-- Records provided follows --

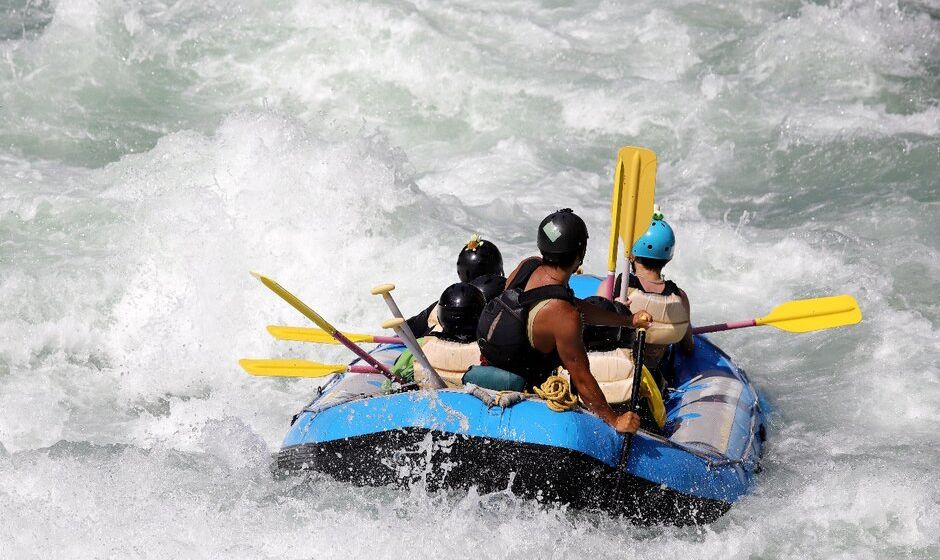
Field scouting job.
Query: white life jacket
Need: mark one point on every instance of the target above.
(450, 359)
(670, 316)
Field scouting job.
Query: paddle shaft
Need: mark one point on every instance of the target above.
(323, 324)
(638, 345)
(718, 327)
(408, 338)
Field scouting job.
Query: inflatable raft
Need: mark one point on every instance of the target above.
(703, 462)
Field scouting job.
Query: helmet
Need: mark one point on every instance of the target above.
(458, 311)
(562, 234)
(601, 338)
(478, 257)
(490, 284)
(658, 242)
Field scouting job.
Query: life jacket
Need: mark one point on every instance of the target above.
(503, 328)
(670, 316)
(613, 371)
(449, 358)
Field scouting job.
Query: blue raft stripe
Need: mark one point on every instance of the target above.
(529, 422)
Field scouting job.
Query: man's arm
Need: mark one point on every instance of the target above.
(566, 325)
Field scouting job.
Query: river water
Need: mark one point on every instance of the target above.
(152, 153)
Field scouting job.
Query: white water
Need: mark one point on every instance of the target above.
(152, 153)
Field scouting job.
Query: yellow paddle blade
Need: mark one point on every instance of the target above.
(320, 336)
(814, 314)
(290, 368)
(616, 208)
(636, 171)
(295, 302)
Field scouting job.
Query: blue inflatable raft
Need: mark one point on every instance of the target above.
(703, 462)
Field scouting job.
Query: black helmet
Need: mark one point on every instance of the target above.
(478, 257)
(598, 338)
(458, 311)
(491, 285)
(562, 237)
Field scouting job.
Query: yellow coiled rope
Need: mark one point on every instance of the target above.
(557, 394)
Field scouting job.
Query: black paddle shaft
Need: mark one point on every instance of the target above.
(638, 344)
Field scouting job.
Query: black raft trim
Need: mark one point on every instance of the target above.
(547, 474)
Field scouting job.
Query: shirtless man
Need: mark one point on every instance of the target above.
(536, 324)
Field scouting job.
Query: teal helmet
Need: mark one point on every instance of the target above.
(658, 242)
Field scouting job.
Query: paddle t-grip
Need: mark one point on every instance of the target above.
(399, 325)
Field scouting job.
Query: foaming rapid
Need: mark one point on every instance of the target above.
(152, 154)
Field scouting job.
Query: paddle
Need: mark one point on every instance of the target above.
(631, 207)
(320, 336)
(298, 368)
(638, 345)
(309, 313)
(803, 315)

-- Records provided concluded --

* [Work item] Look through the lines above and collect those with the word "water".

* [Response area]
Query: river water
Query: white water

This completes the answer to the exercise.